BEGIN PAGE EXTRACT
Because the physical symptoms often overshadow the psychological, and because medical conditions and anxiety often coexist, establishing a diagnosis can be difficult.
Your doctor may suspect an underlying medical condition if your exam and history reveal clues such as:
- You haven’t suffered from anxiety in the past
- No one in your family has had an anxiety/other mood disorder
- You’ve experienced no recent major life changes
- The anxiety came on recently and rapidly, versus gradually
- You seem less alert
- Your symptoms fluctuate a lot
- You’ve experienced disorientation or memory loss
- You’ve recently changed medications
- Your physical exam or vital signs are suddenly abnormal
- You can’t provide a clear history of your condition
- Anxiety surfaces later in life (anxiety disorders usually begin in childhood or early adulthood)
- You have multiple medical conditions
Possible medical reasons for anxiety
A useful mnemonic device, “THINC MED,” developed by Georgetown University psychiatrist Robert Hedeya, MD, helps doctors determine potential medical causes of anxiety:
T (tumors): Brain tumors cause a wide range of psychological symptoms, including anxiety, personality changes and hallucinations, along with physical symptoms. Adrenal gland tumors (pheochromocytomas) produce excess adrenaline, which can trigger anxiety, along with headache.
H (hormones): Thyroid problems are among the most common medical causes of anxiety, either because the gland is overactive (hyperthyroidism) or underactive (hypothyroidism). Parathyroid and adrenal gland conditions can trigger anxiety, too. (Other symptoms: restlessness, sleep problems, tremors, heat intolerance and weight loss.) The female hormone estrogen can also prompt anxiety when the menstrual cycle fluctuates and during menopause.
I (infectious diseases): Lyme disease from tick bite infections can trigger anxiety and other psychological symptoms. Untreated Strep infections can cause the neurological tics sometimes seen with anxiety disorders. Guillain-Barre syndrome, a rare neurological disorder that can follow a viral infection, may trigger anxiety as well (along with progressive weakness, difficulty breathing and altered sensation).
N (nutrition): The symptoms of vitamin deficiency/overload, malabsorption and poor nutrition can mimic emotional disorders. For example, anxiety may be the first symptom of B12 deficiency. (Gastric bypass surgery and disorders of gut absorption increase this risk.)
C (central nervous system): Head trauma, even when mild, can trigger anxiety and other psychological symptoms. Anxiety is also seen with chronic or progressive neurological conditions, such as Alzheimer’s, myasthenia gravis and Guillain-Barre.
END PAGE EXTRACT
BEGIN ENTRIES SHOWN
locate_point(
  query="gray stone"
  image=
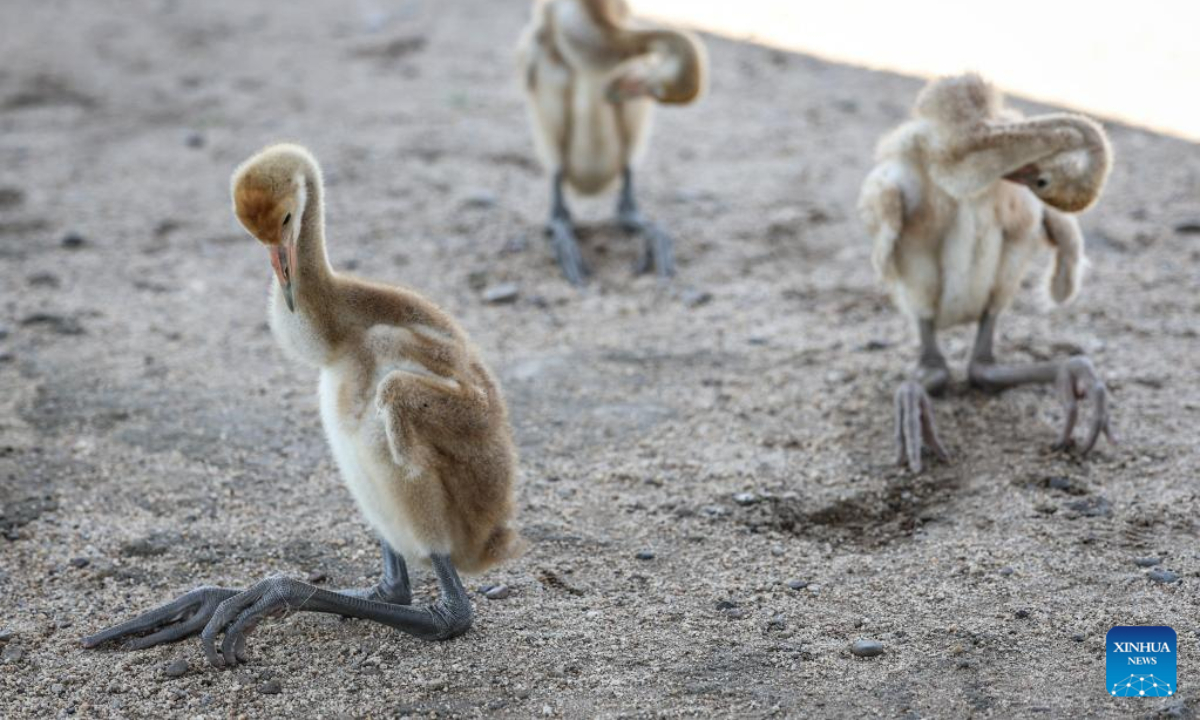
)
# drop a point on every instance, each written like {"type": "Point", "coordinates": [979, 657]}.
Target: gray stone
{"type": "Point", "coordinates": [480, 199]}
{"type": "Point", "coordinates": [270, 688]}
{"type": "Point", "coordinates": [1163, 576]}
{"type": "Point", "coordinates": [867, 648]}
{"type": "Point", "coordinates": [694, 298]}
{"type": "Point", "coordinates": [498, 592]}
{"type": "Point", "coordinates": [11, 654]}
{"type": "Point", "coordinates": [502, 294]}
{"type": "Point", "coordinates": [1095, 507]}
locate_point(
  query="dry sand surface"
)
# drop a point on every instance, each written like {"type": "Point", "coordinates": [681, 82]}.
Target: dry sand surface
{"type": "Point", "coordinates": [735, 427]}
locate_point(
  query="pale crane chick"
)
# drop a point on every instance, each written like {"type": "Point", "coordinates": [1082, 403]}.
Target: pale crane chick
{"type": "Point", "coordinates": [961, 198]}
{"type": "Point", "coordinates": [593, 76]}
{"type": "Point", "coordinates": [415, 421]}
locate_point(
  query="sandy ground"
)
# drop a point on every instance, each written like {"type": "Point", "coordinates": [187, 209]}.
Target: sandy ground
{"type": "Point", "coordinates": [155, 439]}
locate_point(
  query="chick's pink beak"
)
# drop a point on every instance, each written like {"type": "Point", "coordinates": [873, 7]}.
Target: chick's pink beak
{"type": "Point", "coordinates": [1025, 175]}
{"type": "Point", "coordinates": [283, 259]}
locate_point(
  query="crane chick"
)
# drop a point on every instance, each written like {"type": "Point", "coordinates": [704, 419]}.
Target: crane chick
{"type": "Point", "coordinates": [592, 77]}
{"type": "Point", "coordinates": [415, 421]}
{"type": "Point", "coordinates": [961, 198]}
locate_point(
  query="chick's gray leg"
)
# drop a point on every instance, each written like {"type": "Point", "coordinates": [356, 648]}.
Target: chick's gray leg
{"type": "Point", "coordinates": [561, 229]}
{"type": "Point", "coordinates": [1075, 379]}
{"type": "Point", "coordinates": [393, 587]}
{"type": "Point", "coordinates": [915, 424]}
{"type": "Point", "coordinates": [235, 617]}
{"type": "Point", "coordinates": [658, 249]}
{"type": "Point", "coordinates": [180, 618]}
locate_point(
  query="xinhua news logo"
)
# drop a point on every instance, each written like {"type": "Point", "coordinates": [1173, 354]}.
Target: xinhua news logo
{"type": "Point", "coordinates": [1140, 661]}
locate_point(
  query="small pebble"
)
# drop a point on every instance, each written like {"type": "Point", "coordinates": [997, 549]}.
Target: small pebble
{"type": "Point", "coordinates": [43, 280]}
{"type": "Point", "coordinates": [498, 592]}
{"type": "Point", "coordinates": [694, 298]}
{"type": "Point", "coordinates": [11, 654]}
{"type": "Point", "coordinates": [477, 280]}
{"type": "Point", "coordinates": [867, 648]}
{"type": "Point", "coordinates": [480, 199]}
{"type": "Point", "coordinates": [502, 294]}
{"type": "Point", "coordinates": [1164, 576]}
{"type": "Point", "coordinates": [270, 688]}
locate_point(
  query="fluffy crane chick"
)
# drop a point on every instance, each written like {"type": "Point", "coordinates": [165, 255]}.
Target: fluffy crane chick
{"type": "Point", "coordinates": [963, 197]}
{"type": "Point", "coordinates": [593, 76]}
{"type": "Point", "coordinates": [415, 421]}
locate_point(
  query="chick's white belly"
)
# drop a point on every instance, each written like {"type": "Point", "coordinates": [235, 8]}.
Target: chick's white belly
{"type": "Point", "coordinates": [595, 150]}
{"type": "Point", "coordinates": [369, 471]}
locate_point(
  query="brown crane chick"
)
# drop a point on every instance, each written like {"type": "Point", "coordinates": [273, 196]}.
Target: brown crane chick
{"type": "Point", "coordinates": [963, 197]}
{"type": "Point", "coordinates": [415, 421]}
{"type": "Point", "coordinates": [593, 76]}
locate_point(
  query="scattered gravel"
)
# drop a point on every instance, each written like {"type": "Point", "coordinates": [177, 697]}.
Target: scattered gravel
{"type": "Point", "coordinates": [502, 294]}
{"type": "Point", "coordinates": [270, 688]}
{"type": "Point", "coordinates": [745, 498]}
{"type": "Point", "coordinates": [1164, 576]}
{"type": "Point", "coordinates": [867, 648]}
{"type": "Point", "coordinates": [694, 298]}
{"type": "Point", "coordinates": [498, 592]}
{"type": "Point", "coordinates": [72, 240]}
{"type": "Point", "coordinates": [11, 654]}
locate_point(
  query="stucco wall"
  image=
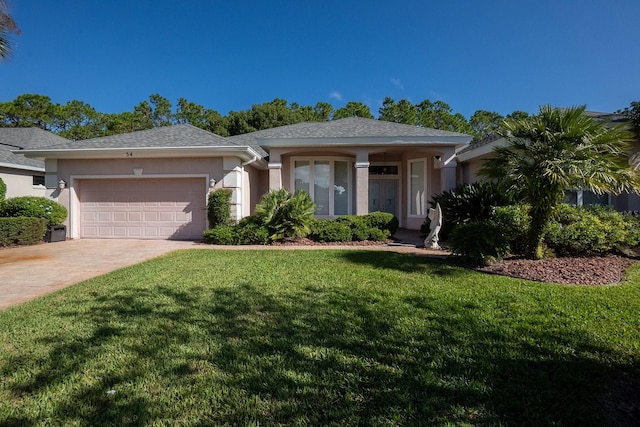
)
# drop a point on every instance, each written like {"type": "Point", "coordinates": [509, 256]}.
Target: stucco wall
{"type": "Point", "coordinates": [20, 183]}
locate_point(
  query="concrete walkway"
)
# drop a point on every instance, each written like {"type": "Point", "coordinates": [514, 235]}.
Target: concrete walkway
{"type": "Point", "coordinates": [28, 272]}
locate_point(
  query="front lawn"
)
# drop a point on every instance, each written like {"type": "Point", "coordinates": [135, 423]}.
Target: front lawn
{"type": "Point", "coordinates": [205, 337]}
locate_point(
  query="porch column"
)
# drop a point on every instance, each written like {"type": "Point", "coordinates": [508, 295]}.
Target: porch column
{"type": "Point", "coordinates": [232, 180]}
{"type": "Point", "coordinates": [448, 176]}
{"type": "Point", "coordinates": [275, 176]}
{"type": "Point", "coordinates": [362, 188]}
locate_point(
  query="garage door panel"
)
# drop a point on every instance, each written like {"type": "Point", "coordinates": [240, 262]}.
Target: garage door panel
{"type": "Point", "coordinates": [144, 208]}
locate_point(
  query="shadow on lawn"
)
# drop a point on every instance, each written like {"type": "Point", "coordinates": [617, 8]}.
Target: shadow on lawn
{"type": "Point", "coordinates": [409, 263]}
{"type": "Point", "coordinates": [239, 355]}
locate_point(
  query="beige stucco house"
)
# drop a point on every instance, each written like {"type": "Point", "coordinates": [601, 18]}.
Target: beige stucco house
{"type": "Point", "coordinates": [153, 184]}
{"type": "Point", "coordinates": [24, 176]}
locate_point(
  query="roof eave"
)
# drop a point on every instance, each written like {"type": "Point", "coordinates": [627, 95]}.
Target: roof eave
{"type": "Point", "coordinates": [21, 167]}
{"type": "Point", "coordinates": [481, 151]}
{"type": "Point", "coordinates": [436, 141]}
{"type": "Point", "coordinates": [246, 153]}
END ENTRIES SHOWN
• **QUESTIONS ON THE MATERIAL**:
(1) Answer these questions from the passage on medical causes of anxiety:
(a) Who developed the "THINC MED" mnemonic?
(b) What do adrenal gland tumors (pheochromocytomas) produce in excess?
(c) Anxiety may be the first symptom of which deficiency?
(2) Edit the passage on medical causes of anxiety between "I (infectious diseases): Lyme" and "and altered sensation).", inclusive, so that "muscle weakness" stands in place of "progressive weakness", and give that section again.

• **SOLUTIONS BELOW**:
(1)
(a) Georgetown University psychiatrist Robert Hedeya, MD
(b) Adrenaline
(c) B12 deficiency

(2)
I (infectious diseases): Lyme disease from tick bite infections can trigger anxiety and other psychological symptoms. Untreated Strep infections can cause the neurological tics sometimes seen with anxiety disorders. Guillain-Barre syndrome, a rare neurological disorder that can follow a viral infection, may trigger anxiety as well (along with muscle weakness, difficulty breathing and altered sensation).